◆ **Information given**

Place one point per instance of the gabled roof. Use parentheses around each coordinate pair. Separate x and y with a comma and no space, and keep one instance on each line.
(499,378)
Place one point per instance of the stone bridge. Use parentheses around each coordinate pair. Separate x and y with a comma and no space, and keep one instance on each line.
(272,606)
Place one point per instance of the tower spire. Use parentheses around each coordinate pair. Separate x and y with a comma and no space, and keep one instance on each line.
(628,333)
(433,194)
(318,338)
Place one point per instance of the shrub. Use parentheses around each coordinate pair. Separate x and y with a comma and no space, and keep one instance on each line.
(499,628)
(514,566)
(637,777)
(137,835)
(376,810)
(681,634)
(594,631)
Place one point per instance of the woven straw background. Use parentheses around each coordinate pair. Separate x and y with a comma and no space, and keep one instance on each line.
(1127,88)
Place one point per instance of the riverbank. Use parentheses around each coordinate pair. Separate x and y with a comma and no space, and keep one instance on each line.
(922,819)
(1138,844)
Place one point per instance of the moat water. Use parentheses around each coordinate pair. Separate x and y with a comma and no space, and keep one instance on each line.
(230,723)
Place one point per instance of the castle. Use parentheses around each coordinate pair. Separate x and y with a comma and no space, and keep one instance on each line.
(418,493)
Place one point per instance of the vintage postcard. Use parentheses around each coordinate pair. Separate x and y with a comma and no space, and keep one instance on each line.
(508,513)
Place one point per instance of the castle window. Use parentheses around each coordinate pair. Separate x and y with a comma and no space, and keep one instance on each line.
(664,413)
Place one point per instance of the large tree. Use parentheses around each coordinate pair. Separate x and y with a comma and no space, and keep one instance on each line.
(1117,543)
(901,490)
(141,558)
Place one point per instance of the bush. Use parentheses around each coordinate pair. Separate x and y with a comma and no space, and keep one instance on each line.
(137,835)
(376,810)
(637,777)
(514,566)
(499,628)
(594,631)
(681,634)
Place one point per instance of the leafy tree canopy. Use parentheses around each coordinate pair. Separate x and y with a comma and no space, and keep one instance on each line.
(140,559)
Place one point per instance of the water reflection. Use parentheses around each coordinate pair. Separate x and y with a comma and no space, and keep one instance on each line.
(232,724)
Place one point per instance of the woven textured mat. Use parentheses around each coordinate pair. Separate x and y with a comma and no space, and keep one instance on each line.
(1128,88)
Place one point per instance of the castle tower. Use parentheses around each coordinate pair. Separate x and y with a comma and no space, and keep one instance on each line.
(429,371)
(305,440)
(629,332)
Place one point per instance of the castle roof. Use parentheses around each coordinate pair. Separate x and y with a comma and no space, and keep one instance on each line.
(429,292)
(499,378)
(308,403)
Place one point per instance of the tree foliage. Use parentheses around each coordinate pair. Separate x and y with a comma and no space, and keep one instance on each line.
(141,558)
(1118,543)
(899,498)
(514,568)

◆ **To do**
Begin at the line containing "Place one point per instance of the castle." and reproduce each line through the end of the records above.

◆ **Problem solution**
Place one point per instance of the castle. Use parentheses around each coordinate pair. Separate x and y with a comma and no space, and keep one instance on each line.
(418,493)
Place one point per instance of the vintage postcard. Use parentheses around each coordinate pair. Separate x and y with a comma and no space, and keep one instance on each line.
(508,513)
Place one point per instance of the castle window. Use parentheses around each coordinate pair. Separate x and y with a comma and no space, and keep one instance on each line.
(664,413)
Place one point per instance of the large tree. Use parentheses around each coordinate pair. Separate x and y with a comma and no space, and keep one instance on each line.
(1117,543)
(901,490)
(141,558)
Place one point per instance of the bush. Use parentheses around each coordinate pair. Separate x and y with a comma and no space, and keep one instance on each line.
(137,835)
(376,810)
(637,777)
(514,566)
(499,628)
(594,631)
(681,634)
Place one point per instance of the leafy tree canopy. Use parentheses around each coordinate pair. Separate x and y with a comma and no space, and keep one instance on each line.
(140,559)
Place one point per instance of the water reflection. Use parentheses around each coordinate pair. Separate x and y with a comma and no space, and keep one instance on each line.
(232,724)
Place one point per instance of the woven textured mat. Use parentheses around each coordinate pair. Separate x and y with a comma and no space, and keep one instance on each line.
(1128,88)
Place one point per instance of the castle tower. Use parentheses around each coordinate pair. Separate x and y with a comma and no space, and keep one instance on each line.
(429,371)
(305,440)
(629,332)
Place one point per instance of the castle roof. Use parentheses around each coordinate pair. Separate x and y with a comma and no space, and keep one instance on each line.
(429,292)
(499,378)
(308,403)
Place one point per instance of the tree foliage. Use parentheses around each coordinate pair. Separate x and y with a comma and no space, and keep one instance on each line.
(141,558)
(1118,543)
(899,498)
(514,568)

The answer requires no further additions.